_Your goal_: Set down every record once more, exactly as given.

_Records for this exercise_:

▬▬▬▬▬▬▬▬▬▬

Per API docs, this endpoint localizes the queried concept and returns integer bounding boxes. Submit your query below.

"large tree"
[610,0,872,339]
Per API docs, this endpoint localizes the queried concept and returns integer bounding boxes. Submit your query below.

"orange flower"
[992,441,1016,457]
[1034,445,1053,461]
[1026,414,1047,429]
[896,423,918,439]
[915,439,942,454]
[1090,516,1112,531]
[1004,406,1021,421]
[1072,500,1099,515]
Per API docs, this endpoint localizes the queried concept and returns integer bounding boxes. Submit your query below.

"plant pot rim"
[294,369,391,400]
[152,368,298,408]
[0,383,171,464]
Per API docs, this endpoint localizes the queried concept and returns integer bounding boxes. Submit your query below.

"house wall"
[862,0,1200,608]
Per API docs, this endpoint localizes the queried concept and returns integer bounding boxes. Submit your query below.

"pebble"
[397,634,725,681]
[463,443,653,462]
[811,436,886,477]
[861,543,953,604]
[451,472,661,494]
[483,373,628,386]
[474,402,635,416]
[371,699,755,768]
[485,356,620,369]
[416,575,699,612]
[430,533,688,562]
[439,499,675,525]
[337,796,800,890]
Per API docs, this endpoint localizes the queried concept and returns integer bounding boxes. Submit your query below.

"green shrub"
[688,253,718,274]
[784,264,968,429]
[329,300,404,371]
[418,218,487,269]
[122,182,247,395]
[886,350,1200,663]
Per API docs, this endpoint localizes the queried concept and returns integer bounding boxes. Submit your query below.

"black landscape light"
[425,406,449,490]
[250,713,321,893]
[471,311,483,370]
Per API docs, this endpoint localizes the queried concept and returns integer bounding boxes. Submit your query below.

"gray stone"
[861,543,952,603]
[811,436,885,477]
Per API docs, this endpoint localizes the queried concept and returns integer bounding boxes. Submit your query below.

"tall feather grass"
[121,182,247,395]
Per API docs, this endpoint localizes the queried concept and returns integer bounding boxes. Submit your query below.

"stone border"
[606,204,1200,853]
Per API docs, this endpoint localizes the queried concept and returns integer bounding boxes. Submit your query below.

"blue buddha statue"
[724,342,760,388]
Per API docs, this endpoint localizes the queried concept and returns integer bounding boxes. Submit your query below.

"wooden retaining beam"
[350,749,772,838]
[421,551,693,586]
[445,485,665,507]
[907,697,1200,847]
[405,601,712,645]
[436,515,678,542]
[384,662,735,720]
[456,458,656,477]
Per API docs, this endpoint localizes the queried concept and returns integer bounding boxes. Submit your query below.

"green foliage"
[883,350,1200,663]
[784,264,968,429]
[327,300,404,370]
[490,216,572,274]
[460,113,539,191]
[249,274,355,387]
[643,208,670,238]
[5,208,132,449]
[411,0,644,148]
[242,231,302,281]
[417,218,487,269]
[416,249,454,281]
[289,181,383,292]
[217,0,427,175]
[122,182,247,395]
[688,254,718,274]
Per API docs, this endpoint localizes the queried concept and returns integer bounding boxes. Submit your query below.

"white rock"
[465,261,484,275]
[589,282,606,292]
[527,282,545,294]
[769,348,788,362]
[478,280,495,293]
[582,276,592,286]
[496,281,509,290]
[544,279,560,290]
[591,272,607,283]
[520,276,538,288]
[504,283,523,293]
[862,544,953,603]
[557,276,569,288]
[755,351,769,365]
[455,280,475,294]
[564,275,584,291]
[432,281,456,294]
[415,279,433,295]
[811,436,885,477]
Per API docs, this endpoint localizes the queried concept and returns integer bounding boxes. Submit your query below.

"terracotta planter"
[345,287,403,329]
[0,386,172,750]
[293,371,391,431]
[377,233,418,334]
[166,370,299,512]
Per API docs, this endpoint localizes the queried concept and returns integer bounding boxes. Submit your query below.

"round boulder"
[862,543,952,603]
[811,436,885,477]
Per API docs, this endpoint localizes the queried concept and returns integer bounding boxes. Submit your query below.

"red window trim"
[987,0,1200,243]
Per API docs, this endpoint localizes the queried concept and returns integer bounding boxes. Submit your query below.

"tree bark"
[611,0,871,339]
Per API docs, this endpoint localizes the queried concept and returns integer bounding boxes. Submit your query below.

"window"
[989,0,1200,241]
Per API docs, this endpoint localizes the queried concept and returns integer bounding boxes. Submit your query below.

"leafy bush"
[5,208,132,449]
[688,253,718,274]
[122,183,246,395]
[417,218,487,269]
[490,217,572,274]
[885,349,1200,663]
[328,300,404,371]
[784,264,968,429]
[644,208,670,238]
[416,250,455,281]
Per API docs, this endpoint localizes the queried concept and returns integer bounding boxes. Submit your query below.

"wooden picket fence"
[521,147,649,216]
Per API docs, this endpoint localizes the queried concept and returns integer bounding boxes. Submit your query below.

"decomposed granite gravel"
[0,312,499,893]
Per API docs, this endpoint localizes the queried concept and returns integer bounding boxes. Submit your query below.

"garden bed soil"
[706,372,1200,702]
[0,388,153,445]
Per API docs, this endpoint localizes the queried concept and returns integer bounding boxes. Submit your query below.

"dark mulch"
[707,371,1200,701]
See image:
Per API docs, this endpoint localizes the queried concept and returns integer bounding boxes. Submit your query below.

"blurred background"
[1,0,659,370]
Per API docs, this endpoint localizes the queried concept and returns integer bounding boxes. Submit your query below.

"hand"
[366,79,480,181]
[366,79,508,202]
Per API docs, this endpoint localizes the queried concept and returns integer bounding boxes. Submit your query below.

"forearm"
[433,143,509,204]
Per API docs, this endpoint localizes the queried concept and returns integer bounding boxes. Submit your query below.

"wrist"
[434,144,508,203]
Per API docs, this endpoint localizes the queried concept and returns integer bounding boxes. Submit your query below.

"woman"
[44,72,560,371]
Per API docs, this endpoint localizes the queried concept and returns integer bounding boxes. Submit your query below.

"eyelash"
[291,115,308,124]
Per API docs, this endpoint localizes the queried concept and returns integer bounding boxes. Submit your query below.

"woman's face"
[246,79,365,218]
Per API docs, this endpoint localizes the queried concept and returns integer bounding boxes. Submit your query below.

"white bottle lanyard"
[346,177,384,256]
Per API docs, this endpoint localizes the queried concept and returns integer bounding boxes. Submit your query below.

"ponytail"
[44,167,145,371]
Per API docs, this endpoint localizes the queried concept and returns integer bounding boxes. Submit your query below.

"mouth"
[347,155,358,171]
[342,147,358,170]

▬▬▬▬▬▬▬▬▬▬

_Output for this task_:
Per API docs, this endpoint localizes the queried concept and returns integer bounding boxes. Submit your query below.

"large tree"
[610,0,872,339]
Per API docs, this endpoint localizes the queried concept and returns integer bounding boxes. Submit your query below.

"orange flower"
[992,441,1016,457]
[1034,445,1053,461]
[1026,414,1047,429]
[896,423,918,439]
[915,439,942,454]
[1090,516,1112,531]
[1004,406,1021,421]
[1072,500,1099,515]
Per API docs, this endpoint localizes the queried concept and returns integer bounding boxes. Submit your query below.

"plant pot rim"
[294,369,391,400]
[152,368,298,408]
[0,383,171,464]
Per API docs, this endpoint localizes the queried concept and returns integer bounding boxes. Submit your query below.

"house wall"
[862,0,1200,608]
Per API docs, this endpoint localizes the queried concept and returns integer bounding boxes. Submit your query below.

"pebble"
[397,634,725,681]
[463,443,653,462]
[811,436,886,477]
[861,543,953,604]
[451,472,661,494]
[483,373,628,386]
[474,402,635,416]
[371,699,755,768]
[485,356,620,369]
[416,575,699,612]
[430,533,688,562]
[439,499,675,525]
[337,796,800,890]
Per API docs, this endpoint localizes the queried concept and returns integer bounding boxes. Submit your query below.

"green shrub"
[688,253,718,274]
[784,264,968,429]
[329,300,404,371]
[418,218,487,269]
[122,182,247,395]
[886,350,1200,663]
Per API docs, this endpoint localizes the queried concept and returns integer bounding boxes. Submit your query below.

"black landscape light"
[425,406,449,490]
[250,713,321,893]
[471,311,483,370]
Per API docs, this endpoint localizes the queried concept and returns integer bounding boxes. Submit your query below.

"gray stone"
[861,543,952,603]
[811,436,885,477]
Per API docs, this endpoint localizes the queried concept and returns integer bounding boxes. Submit your query below.

"tall feather grass"
[121,182,247,395]
Per API docs, this endpoint localizes the queried concept and returns integer bounding boxes. Submit your query below.

"stone border"
[606,204,1200,853]
Per API docs, this endpoint localizes the queried concept and returns integer bounding boxes. Submit your query below.

"blue buddha statue"
[724,342,760,388]
Per API docs, this endpoint localizes the queried concept and returns integer bounding boxes. Submit your query below.

"wooden retaining beam"
[350,749,772,838]
[421,551,693,586]
[445,485,665,507]
[907,697,1200,847]
[405,601,712,645]
[436,515,678,542]
[384,662,735,720]
[456,458,656,477]
Per API docs, this endpoint localizes the queried concept and returns integer bounding boxes. Submit your query below.

"green foliage"
[883,350,1200,663]
[784,264,968,429]
[327,300,404,370]
[490,216,572,274]
[460,113,539,191]
[249,274,355,387]
[643,208,670,238]
[5,208,132,449]
[411,0,644,148]
[242,231,302,281]
[417,218,487,269]
[416,249,454,281]
[289,181,383,292]
[217,0,427,175]
[122,182,247,395]
[688,254,718,274]
Per API docs, this endpoint localizes the queried concept and returns integer bounding boxes. Submit your query below.

"white rock"
[465,261,484,275]
[589,282,606,292]
[527,282,545,294]
[769,348,788,362]
[478,280,495,293]
[582,276,592,286]
[496,281,509,290]
[544,279,560,290]
[591,272,607,283]
[520,276,538,288]
[504,283,523,293]
[862,544,953,603]
[557,276,569,288]
[755,351,769,365]
[455,280,475,294]
[564,275,584,291]
[432,281,456,294]
[415,279,433,295]
[811,436,885,477]
Per API docs, this endpoint localizes the queried concept and returns integer bounding boxes. Submit your query below.

"terracotta planter"
[345,287,403,329]
[0,386,172,750]
[293,371,391,431]
[377,233,418,334]
[166,370,299,512]
Per API docs, this endpoint localizes the queried concept and returns integer bounding boxes. Submit your query below.

"round boulder"
[862,543,952,603]
[811,436,885,477]
Per API docs, this endpoint localizes the queried concept and returns integer bounding boxes. Submit your query below.

"red window trim"
[987,0,1200,243]
Per API docs, this endpoint localizes the queried concept and returns integer bounding boxes. Submit your query below.

"tree bark"
[611,0,871,339]
Per API docs, this endpoint localizes the queried concept and returns integer bounding boxes. Submit your query below.

"window"
[989,0,1200,241]
Per API docs, this endpoint localizes the queried concept and returns integer bounding boxes. Submit your query below.

"leafy bush"
[5,208,132,449]
[688,253,718,274]
[122,183,246,395]
[417,218,487,269]
[490,217,572,274]
[885,349,1200,663]
[328,300,404,371]
[784,264,968,429]
[644,208,670,238]
[416,250,455,281]
Per API docs, this endpoint localizes the queried concept and returns integer bounding boxes. Submit your query below.

"wooden picket fence"
[521,147,649,216]
Per API docs, this endpoint localizes the queried concept and returns integer bounding boxes. Submit your query below.

"decomposed granite gravel"
[0,312,499,893]
Per API docs, this endpoint localizes the queried concept and returns integer bounding boxes. Submit your query below.

"garden bed soil"
[706,372,1200,702]
[0,388,153,445]
Per API docs, this endpoint localizes the queried concept and returns integer bounding boxes. Submit your query below.

"dark mulch"
[707,371,1200,701]
See image:
Per API docs, this endpoint localizes the queried concept and returns integer bounding boxes. Submit your query below.

"blurred background"
[1,0,659,370]
Per API docs, this endpoint localizes the queried concept and returns integer bounding boxes. Submit your query below.

"hand"
[366,79,480,181]
[366,79,508,202]
Per API docs, this endpoint localizes the queried concept and returns integer bounding boxes. Submit your query below.

"forearm"
[433,143,509,204]
Per API docs, this endpoint localizes the queried concept and returns integer bounding boxes. Submit your query below.

"wrist"
[434,144,508,203]
Per API docs, this endpoint localizes the queried concept and returns integer bounding boxes. Submit your query below.

"woman"
[44,72,560,371]
Per API docs, this endpoint localizes the queried concept and returns integer bounding boxes. Submit your query below.

"eyelash"
[291,115,308,124]
Per API docs, this endpoint localizes the queried concept and returns integer bounding boxes. Submit your query below.

"woman's face"
[246,79,365,218]
Per API docs, this endpoint localizes the queried concept and returns integer bounding boxes. Submit your query below.

"white bottle lanyard"
[346,177,384,256]
Per API docs, this endpoint localizes the queried concept and returns integer bounding boxes. Submit your query below.

"ponytail"
[44,167,145,371]
Per API docs, this endpoint localizes the queried concept and returns integer bounding boxes. Submit your query below.

"mouth"
[347,155,358,171]
[342,147,358,170]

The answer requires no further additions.